# Source text:
________________________

# New GSD rescue in Texas



## MustLoveGSDs (Oct 31, 2008)

Hello all, it has been a long time since I've posted. I decided to stop posting after everything happened with my GSD, Chief...but I wanted to come back and stay active with the rescue section of the forum since I am still heavily involved with that. I was a volunteer with Greater Houston GSD Rescue but the President of that, Julane, and a handful of volunteers and board members, including me decided we were sick of what the group was turning into and all quit to start our own GSD rescue called Second Chance. 

We obtained our 501-c3 non-profit status recently and have been growing in numbers and in a very positive direction. We have great reputations with the local shelters thanks to Julane, who is the president of our new group and also the intake coordinator. We are doing awesome at events and have been getting a lot of great adopters and volunteers so we are able to save more dogs. We are hoping to continue making a good name for ourselves and work alongside other GSD rescues. We also have members from Austin GSD rescue who volunteer with us. 

This is our website link:
Second Chance German Shepherd Rescue Houston

I just want to get the word out about our new group and anyone is welcome to add us to any contact lists, if anyone in Houston posts here and is interested in volunteer opportunities, just send me a PM. I am currently fostering for Second Chance and doing intake/shelter evals, also some adoption committee tasks and events of course. My 2nd foster dog got adopted last week and I will be bringing my new foster home on Monday. Thanks for reading!


----------



## LaRen616 (Mar 4, 2010)

Thank you for opening another GSD Rescue! We could use more of them!

Keep up the good work and welcome back!


----------



## Whitedog404 (Mar 25, 2010)

Really good looking, easy to navigate website. Nice. You have some terrific looking dogs, too! Best of luck to you.


----------



## KatieStanley (Apr 27, 2010)

I second that! The website is wonderful. Love the design/setup. Best of luck!


----------



## MustLoveGSDs (Oct 31, 2008)

Thanks for the support!!


----------



## GSDAlphaMom (Jul 20, 2010)

Nice looking site and yes easy to navigate. Thanks for taking this on. We can't have too many good rescues givng these babies a second chance.


----------



## Emoore (Oct 9, 2002)

If you ever need hands and feet in the Dallas Area let me know. I'm with Austin GSD Rescue and can do home visits and transports up here.


----------



## MustLoveGSDs (Oct 31, 2008)

Emoore said:


> If you ever need hands and feet in the Dallas Area let me know. I'm with Austin GSD Rescue and can do home visits and transports up here.


Good to know! Can you PM me your email address so I can add to my contacts?


----------

________________________

# Data section:
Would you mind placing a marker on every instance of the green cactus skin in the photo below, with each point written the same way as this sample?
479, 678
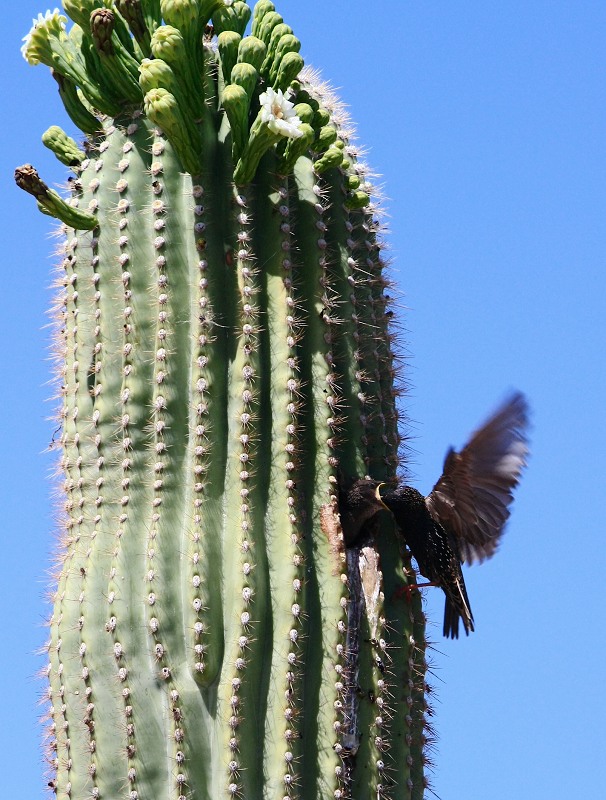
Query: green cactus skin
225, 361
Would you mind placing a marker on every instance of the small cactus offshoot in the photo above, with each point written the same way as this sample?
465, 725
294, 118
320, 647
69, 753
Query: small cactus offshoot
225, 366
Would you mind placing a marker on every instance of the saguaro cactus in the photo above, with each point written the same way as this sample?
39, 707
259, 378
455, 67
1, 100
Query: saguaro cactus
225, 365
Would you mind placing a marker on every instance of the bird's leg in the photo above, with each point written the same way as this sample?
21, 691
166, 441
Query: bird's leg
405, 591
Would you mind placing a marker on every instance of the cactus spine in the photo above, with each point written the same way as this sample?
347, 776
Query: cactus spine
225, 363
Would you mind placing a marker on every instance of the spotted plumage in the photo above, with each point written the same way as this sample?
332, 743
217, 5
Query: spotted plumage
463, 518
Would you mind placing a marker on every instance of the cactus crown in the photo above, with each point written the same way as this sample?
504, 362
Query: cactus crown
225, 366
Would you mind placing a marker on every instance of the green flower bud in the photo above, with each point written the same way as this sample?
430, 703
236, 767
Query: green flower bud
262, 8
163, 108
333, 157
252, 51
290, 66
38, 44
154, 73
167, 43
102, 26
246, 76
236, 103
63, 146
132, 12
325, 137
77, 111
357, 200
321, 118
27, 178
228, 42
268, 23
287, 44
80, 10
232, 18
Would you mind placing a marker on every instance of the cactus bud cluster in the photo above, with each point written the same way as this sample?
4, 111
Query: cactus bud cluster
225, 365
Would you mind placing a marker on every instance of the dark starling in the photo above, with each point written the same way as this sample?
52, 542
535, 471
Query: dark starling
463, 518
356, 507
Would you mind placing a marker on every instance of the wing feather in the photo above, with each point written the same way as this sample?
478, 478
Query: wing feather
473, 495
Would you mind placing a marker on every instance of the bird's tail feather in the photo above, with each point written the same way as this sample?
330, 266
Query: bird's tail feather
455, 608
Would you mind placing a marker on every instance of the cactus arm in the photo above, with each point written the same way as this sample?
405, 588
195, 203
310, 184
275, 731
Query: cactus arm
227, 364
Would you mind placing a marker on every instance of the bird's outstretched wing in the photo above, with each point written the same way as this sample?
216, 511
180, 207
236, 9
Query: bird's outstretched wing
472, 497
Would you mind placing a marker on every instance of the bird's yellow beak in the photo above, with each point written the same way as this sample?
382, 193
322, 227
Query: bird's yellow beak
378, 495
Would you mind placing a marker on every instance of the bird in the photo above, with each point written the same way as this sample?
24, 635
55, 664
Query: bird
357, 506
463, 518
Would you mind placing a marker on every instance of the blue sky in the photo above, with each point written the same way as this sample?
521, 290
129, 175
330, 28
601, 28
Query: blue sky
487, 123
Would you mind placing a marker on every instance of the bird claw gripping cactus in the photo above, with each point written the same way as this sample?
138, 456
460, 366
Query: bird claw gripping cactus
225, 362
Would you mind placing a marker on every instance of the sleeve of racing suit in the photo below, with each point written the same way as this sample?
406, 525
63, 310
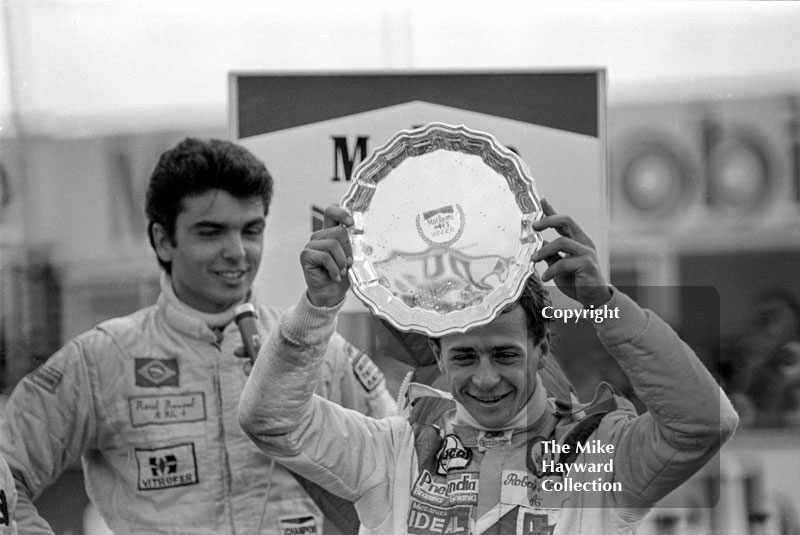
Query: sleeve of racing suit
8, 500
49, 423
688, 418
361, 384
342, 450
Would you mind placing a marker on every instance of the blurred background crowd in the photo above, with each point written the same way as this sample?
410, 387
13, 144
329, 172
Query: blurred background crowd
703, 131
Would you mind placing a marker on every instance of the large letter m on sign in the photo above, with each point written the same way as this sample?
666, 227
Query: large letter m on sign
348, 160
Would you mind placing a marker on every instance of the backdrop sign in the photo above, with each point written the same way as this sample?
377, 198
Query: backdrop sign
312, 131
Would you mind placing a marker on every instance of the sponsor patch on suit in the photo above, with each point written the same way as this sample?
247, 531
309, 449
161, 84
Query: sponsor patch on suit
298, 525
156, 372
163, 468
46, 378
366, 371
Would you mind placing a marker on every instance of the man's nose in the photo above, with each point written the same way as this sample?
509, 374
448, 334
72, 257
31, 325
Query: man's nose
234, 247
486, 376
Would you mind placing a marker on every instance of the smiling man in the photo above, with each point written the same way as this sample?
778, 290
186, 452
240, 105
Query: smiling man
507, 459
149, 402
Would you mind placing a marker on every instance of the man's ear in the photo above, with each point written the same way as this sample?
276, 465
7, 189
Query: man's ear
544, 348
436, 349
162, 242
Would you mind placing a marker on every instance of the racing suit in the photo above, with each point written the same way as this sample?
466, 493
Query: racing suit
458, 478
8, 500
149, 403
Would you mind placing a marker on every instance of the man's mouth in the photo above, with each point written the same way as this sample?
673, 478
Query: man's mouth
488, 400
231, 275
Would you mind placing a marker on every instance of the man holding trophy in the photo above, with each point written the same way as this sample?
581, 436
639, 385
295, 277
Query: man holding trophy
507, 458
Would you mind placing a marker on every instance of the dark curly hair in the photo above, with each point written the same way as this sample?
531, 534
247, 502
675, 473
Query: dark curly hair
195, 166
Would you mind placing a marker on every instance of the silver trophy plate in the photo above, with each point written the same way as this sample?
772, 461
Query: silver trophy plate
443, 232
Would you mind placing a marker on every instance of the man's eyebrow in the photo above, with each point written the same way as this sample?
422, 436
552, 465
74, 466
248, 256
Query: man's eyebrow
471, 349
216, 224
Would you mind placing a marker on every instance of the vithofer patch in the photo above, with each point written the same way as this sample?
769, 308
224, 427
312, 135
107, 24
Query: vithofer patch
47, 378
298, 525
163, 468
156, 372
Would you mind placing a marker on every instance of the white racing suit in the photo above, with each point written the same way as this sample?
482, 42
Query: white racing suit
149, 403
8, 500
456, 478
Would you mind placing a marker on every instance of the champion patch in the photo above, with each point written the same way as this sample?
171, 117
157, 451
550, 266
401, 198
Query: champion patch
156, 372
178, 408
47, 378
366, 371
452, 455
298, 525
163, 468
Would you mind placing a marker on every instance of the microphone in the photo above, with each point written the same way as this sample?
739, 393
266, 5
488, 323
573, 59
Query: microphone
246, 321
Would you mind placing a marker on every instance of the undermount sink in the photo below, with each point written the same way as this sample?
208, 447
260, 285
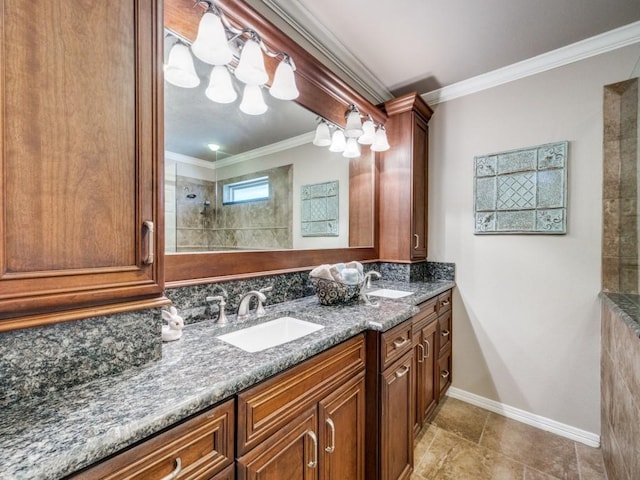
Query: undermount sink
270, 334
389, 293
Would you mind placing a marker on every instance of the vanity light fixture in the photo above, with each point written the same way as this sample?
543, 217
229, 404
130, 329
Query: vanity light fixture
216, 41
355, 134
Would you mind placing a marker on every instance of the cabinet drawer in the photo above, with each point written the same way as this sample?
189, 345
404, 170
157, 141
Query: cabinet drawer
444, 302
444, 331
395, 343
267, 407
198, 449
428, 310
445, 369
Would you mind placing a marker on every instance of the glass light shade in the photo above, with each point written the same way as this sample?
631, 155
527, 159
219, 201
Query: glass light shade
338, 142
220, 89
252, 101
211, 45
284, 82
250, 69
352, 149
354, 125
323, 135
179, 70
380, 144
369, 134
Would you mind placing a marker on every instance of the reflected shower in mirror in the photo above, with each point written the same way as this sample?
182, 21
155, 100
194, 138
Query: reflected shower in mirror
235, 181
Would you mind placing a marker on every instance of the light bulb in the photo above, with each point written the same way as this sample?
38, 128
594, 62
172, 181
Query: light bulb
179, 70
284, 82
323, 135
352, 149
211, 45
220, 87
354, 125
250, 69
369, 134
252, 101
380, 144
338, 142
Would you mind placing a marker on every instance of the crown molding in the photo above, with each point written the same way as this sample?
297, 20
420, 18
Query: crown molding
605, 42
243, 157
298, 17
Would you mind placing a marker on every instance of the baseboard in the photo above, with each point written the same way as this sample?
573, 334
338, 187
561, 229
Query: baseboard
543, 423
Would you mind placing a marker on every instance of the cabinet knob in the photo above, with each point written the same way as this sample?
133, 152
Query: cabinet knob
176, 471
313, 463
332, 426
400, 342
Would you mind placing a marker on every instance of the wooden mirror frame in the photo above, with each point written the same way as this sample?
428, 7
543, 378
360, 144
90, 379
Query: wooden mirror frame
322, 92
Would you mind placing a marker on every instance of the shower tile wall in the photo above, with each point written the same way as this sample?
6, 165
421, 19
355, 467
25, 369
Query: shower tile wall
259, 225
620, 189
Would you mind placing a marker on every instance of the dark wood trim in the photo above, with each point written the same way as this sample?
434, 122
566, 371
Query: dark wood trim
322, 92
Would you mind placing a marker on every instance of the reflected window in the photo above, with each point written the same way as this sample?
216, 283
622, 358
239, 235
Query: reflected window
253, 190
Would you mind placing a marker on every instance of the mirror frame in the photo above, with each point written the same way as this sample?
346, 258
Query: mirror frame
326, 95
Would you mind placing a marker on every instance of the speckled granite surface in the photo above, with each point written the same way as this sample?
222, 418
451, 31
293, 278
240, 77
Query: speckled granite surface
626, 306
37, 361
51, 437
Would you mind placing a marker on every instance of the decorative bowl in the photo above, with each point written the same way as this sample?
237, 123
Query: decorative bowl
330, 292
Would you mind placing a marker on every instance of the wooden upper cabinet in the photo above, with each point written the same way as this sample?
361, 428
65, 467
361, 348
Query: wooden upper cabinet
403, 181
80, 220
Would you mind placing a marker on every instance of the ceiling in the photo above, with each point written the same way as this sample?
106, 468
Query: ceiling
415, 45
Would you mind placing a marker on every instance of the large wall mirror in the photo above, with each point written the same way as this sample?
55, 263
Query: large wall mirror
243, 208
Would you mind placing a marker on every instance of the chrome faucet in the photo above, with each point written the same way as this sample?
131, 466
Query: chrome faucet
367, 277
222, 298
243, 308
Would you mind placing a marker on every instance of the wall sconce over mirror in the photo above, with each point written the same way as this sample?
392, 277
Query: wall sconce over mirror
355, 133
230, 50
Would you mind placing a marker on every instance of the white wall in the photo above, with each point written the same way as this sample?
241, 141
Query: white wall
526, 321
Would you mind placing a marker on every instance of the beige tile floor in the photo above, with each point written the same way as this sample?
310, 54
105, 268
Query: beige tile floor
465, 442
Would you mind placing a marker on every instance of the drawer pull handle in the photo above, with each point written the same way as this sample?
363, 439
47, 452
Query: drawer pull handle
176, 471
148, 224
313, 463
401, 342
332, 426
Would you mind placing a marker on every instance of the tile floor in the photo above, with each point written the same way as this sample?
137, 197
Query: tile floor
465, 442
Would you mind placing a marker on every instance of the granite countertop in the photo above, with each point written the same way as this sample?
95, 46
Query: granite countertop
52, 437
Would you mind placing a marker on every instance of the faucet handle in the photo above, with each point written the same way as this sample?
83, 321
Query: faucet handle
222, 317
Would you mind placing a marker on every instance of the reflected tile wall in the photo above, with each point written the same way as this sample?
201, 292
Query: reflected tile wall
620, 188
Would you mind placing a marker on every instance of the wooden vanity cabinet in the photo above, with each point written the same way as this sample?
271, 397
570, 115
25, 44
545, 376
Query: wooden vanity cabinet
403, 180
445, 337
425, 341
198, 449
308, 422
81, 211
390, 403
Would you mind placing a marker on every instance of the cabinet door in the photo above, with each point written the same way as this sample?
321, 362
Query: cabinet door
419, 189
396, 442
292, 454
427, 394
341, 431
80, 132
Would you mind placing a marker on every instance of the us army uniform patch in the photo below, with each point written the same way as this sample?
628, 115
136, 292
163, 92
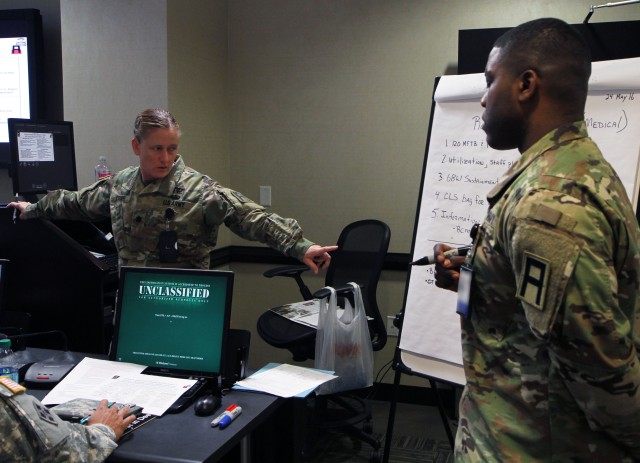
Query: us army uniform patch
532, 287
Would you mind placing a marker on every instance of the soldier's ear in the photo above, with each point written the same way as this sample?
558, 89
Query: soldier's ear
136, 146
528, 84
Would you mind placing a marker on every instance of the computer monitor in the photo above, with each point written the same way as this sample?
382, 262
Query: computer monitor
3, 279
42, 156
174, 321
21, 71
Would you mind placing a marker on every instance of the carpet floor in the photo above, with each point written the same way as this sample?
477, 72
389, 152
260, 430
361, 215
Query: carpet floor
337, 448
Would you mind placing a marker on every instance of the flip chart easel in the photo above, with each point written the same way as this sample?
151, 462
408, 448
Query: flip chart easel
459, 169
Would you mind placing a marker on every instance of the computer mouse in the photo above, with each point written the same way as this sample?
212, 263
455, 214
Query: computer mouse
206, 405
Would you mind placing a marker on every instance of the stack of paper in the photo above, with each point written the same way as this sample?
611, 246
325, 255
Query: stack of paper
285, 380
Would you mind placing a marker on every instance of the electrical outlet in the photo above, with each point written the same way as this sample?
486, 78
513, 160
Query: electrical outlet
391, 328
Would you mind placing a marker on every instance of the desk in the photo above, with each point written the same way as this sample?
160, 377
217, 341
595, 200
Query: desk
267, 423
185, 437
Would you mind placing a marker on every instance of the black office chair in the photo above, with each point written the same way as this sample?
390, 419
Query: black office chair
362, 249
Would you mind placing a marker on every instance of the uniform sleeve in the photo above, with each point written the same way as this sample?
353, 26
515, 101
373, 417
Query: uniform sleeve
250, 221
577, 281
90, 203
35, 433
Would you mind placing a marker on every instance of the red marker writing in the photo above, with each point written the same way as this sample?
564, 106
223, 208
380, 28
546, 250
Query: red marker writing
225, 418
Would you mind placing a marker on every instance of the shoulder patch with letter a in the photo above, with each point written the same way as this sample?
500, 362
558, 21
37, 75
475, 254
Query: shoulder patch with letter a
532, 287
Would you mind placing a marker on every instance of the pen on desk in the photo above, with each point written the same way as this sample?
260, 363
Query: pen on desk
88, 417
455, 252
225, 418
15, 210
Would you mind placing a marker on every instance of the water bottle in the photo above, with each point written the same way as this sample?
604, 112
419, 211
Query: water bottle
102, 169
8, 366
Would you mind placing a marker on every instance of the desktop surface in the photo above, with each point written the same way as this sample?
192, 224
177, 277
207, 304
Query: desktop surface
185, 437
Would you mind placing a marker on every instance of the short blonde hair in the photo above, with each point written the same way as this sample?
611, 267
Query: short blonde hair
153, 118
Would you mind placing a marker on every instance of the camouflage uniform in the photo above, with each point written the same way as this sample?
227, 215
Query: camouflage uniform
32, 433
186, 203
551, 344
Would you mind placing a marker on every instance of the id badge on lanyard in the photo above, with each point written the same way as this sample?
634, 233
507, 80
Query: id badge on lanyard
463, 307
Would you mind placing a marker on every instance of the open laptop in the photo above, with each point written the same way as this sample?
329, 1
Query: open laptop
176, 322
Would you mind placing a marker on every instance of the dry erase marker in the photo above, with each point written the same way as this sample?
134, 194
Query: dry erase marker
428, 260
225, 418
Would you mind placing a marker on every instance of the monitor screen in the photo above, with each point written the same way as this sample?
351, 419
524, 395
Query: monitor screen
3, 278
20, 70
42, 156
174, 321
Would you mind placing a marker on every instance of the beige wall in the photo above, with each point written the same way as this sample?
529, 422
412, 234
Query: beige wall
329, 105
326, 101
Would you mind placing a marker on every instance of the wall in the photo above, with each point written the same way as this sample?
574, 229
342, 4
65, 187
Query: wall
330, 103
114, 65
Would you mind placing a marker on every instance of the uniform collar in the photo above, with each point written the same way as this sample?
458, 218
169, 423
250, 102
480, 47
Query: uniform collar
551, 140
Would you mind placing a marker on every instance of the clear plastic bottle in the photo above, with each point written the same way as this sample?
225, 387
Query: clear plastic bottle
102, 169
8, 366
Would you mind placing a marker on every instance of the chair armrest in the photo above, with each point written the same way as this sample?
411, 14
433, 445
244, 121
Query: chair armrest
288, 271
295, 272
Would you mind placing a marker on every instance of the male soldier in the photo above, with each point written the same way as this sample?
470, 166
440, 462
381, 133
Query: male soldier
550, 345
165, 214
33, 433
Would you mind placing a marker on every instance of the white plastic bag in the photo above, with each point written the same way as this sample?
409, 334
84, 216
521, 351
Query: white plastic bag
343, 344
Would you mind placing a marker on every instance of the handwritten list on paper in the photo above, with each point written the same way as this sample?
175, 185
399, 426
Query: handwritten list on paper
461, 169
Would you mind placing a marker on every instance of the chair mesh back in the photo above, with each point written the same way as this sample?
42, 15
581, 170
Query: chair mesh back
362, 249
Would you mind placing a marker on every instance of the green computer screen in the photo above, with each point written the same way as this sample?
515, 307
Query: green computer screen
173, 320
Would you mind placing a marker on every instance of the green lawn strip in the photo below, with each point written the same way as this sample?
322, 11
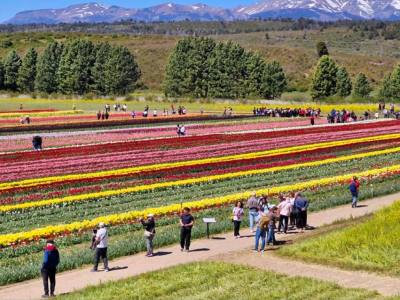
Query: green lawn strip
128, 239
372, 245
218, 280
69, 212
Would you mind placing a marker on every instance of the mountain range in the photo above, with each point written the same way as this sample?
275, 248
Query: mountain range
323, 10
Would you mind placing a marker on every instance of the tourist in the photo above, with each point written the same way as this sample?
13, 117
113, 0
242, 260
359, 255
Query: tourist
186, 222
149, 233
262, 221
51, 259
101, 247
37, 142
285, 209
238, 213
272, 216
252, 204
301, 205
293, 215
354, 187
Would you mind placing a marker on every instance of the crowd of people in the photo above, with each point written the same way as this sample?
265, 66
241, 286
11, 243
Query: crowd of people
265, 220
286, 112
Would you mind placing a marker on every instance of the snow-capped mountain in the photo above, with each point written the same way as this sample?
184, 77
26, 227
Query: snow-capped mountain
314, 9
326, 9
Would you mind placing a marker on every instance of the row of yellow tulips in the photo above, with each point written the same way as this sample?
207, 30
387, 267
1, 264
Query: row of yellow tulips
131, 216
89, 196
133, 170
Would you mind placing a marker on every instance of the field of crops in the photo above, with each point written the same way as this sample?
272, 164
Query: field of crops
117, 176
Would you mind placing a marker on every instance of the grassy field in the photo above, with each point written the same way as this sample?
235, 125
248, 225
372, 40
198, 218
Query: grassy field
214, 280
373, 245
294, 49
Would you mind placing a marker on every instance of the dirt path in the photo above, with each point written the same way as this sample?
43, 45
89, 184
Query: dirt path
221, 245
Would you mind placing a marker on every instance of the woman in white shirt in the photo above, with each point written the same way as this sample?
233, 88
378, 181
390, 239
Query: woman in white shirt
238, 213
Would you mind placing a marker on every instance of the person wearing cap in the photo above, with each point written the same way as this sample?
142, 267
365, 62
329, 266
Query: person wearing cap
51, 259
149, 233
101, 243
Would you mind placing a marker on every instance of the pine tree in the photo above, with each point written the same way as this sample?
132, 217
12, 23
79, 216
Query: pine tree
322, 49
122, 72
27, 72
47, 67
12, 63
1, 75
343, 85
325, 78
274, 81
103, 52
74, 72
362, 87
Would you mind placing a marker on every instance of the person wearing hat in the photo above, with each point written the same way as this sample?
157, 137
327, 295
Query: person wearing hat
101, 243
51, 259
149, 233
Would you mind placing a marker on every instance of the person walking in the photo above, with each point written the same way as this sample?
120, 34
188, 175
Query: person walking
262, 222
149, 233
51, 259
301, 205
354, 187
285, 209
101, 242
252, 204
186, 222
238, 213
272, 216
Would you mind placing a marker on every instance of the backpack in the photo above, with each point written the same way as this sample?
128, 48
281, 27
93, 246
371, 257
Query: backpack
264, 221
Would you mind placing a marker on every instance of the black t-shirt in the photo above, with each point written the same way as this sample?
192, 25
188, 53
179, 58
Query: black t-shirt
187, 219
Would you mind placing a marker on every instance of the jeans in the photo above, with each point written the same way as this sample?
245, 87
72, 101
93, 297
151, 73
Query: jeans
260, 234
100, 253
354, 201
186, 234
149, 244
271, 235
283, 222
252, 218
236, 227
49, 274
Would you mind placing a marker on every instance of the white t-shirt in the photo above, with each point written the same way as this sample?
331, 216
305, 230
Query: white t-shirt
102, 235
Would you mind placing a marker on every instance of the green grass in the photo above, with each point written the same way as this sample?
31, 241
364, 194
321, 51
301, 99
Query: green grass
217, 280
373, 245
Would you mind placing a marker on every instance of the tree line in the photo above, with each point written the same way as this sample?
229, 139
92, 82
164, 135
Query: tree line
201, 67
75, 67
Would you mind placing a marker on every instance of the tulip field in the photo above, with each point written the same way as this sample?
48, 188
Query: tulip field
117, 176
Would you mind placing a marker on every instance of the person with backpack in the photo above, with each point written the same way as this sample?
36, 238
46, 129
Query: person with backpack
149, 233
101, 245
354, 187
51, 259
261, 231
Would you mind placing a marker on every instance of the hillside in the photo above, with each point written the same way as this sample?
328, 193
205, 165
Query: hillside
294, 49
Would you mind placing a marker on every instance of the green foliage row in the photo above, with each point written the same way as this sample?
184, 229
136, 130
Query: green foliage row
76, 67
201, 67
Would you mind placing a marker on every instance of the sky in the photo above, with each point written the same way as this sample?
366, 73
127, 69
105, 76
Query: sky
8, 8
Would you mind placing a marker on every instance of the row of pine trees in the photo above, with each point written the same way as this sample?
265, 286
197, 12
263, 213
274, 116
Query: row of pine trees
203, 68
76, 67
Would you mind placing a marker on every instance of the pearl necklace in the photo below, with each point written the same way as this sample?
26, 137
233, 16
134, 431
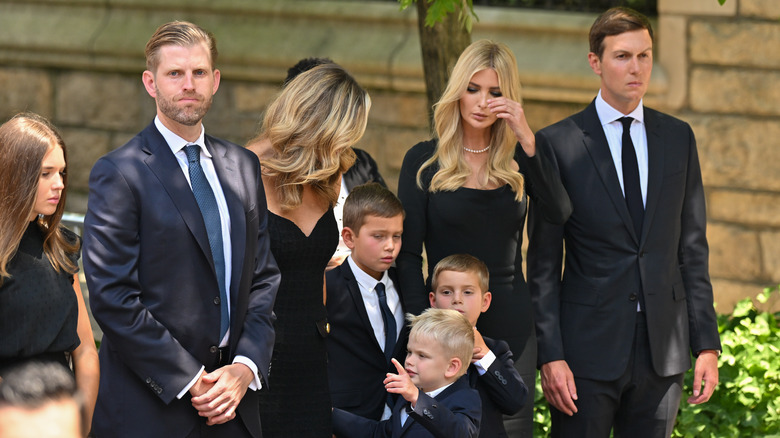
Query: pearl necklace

________________________

# What to work on:
1. Write out, word for word, the part of the Texas rescue thread starting at "This is our" and ending at "more of them!".
2. In the Texas rescue thread, what is the new rescue group called that the former Greater Houston GSD Rescue volunteers started?

# Answers in order:
1.
This is our website link:
Second Chance German Shepherd Rescue Houston

I just want to get the word out about our new group and anyone is welcome to add us to any contact lists, if anyone in Houston posts here and is interested in volunteer opportunities, just send me a PM. I am currently fostering for Second Chance and doing intake/shelter evals, also some adoption committee tasks and events of course. My 2nd foster dog got adopted last week and I will be bringing my new foster home on Monday. Thanks for reading!


----------



## LaRen616 (Mar 4, 2010)

Thank you for opening another GSD Rescue! We could use more of them!

2. Second Chance.